Written exercise: Could you pull every line of the listing below and copy it word for word, leaving the pictures out of your answer?
==== Supplied material
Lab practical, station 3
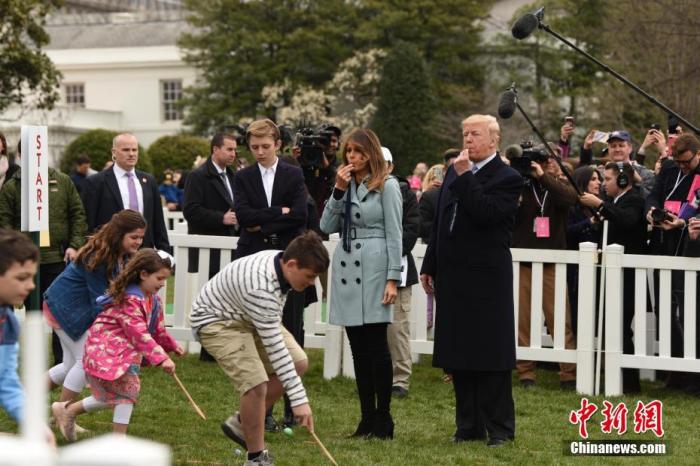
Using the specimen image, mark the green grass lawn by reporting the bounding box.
[0,350,700,466]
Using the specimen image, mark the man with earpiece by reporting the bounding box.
[580,162,647,393]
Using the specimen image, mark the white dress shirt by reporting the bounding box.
[214,163,233,200]
[112,163,143,215]
[258,157,280,207]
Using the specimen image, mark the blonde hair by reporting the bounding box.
[421,163,445,192]
[343,128,389,191]
[245,118,280,142]
[462,114,501,147]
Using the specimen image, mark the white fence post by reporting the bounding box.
[598,244,624,396]
[576,243,598,395]
[58,434,171,466]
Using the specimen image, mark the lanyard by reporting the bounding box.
[666,171,688,201]
[532,186,549,217]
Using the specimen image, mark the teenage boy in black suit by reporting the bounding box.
[233,119,308,431]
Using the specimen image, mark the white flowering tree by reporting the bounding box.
[262,49,386,132]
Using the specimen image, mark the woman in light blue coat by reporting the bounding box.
[321,129,403,439]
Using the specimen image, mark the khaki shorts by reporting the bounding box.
[199,320,307,395]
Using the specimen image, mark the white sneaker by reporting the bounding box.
[51,401,77,442]
[243,450,275,466]
[221,411,248,450]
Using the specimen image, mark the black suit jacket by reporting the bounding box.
[421,156,523,371]
[233,159,307,258]
[80,167,170,251]
[182,157,238,277]
[600,189,647,254]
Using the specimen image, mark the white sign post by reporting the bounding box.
[21,126,49,445]
[21,126,49,231]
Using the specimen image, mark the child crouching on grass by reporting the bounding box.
[51,249,184,442]
[0,228,56,446]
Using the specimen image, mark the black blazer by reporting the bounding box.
[421,156,523,371]
[182,157,238,276]
[80,167,170,251]
[233,159,307,258]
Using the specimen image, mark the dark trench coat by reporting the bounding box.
[421,156,523,372]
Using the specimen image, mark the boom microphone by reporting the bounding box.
[511,7,544,40]
[498,85,518,120]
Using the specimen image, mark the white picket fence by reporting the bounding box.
[603,245,700,396]
[161,211,700,395]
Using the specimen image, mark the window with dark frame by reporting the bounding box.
[64,83,85,108]
[161,79,182,121]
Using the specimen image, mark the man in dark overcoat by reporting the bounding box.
[421,115,523,446]
[183,133,238,278]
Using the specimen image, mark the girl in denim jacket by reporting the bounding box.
[44,210,146,420]
[51,249,184,442]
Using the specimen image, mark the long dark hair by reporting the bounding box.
[342,128,388,191]
[107,249,173,303]
[75,209,146,273]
========
Exercise solution:
Lab practical, station 3
Using the specimen image, mark the green grass lawn by reporting the bounding box.
[0,350,700,466]
Using the specimen image, mark the man with earpiece by reporting the bounding box.
[580,162,647,393]
Using the specimen image, mark the white dress shirt by reporting the bounding box.
[214,163,233,200]
[112,163,143,215]
[258,157,280,207]
Using the specimen image, mark the blonde hair by reporting the bounding box.
[421,163,445,192]
[343,128,389,191]
[245,118,280,142]
[462,114,501,147]
Using the specimen image, mark the white fence post by reporting the bounding box.
[598,244,624,396]
[576,243,598,395]
[58,434,171,466]
Using the specimen image, mark the lanyard by reporting the bounding box.
[666,171,688,201]
[532,186,549,217]
Using the specimen image, mark the teenage boy in black suit by reporting the bounding box.
[233,119,308,431]
Using the specimen image, mark the white flowering tree by reporting the bounding box.
[262,49,386,132]
Using the specimen image, mark the woman in light blue coat by reporting the bounding box.
[321,129,403,439]
Using the specimen image, mark the khaki shorts by reporting the bounding box.
[199,320,307,395]
Using the specimen image, mark the white sneaker by reporting the bounding box.
[51,401,77,442]
[243,450,275,466]
[221,411,248,450]
Using the specimen image, mark the black suit jacket by reporting the bounding box.
[421,156,523,371]
[233,159,307,258]
[80,167,170,251]
[182,157,238,277]
[600,189,647,254]
Using the specimen image, mark the white sign post by reporting the bounding box.
[21,126,49,445]
[21,126,49,231]
Using the specimen image, mark the child crouching on grass by reporting the bounding box.
[51,249,184,442]
[0,228,56,446]
Using the specimen image, mark the black blazer by reporting the bounding box.
[421,156,523,371]
[182,157,238,276]
[80,167,170,251]
[233,159,307,258]
Using the specimen image, mark the dark trench coat by reporting the bounding box.
[421,156,523,372]
Using the specimen image, mark the boom microphone by reporting the bounding box.
[511,7,544,40]
[498,85,518,120]
Using the specimen image, mark the white picket fence by reporting the bounding box.
[603,245,700,396]
[161,211,700,395]
Using the specimen image, mark the window with dark frame by reporting the bounding box.
[64,83,85,108]
[161,79,182,121]
Using the specimen image, mark the man in dark overcoat by reporting the bounding box.
[421,115,523,446]
[183,133,238,278]
Using the specimen image, mark the girl in denim jacket by reporting the bounding box.
[44,210,146,420]
[51,249,184,442]
Using the specimen image, mark the long dark hair by reporting the bounding box.
[342,128,388,191]
[107,249,173,303]
[75,209,146,273]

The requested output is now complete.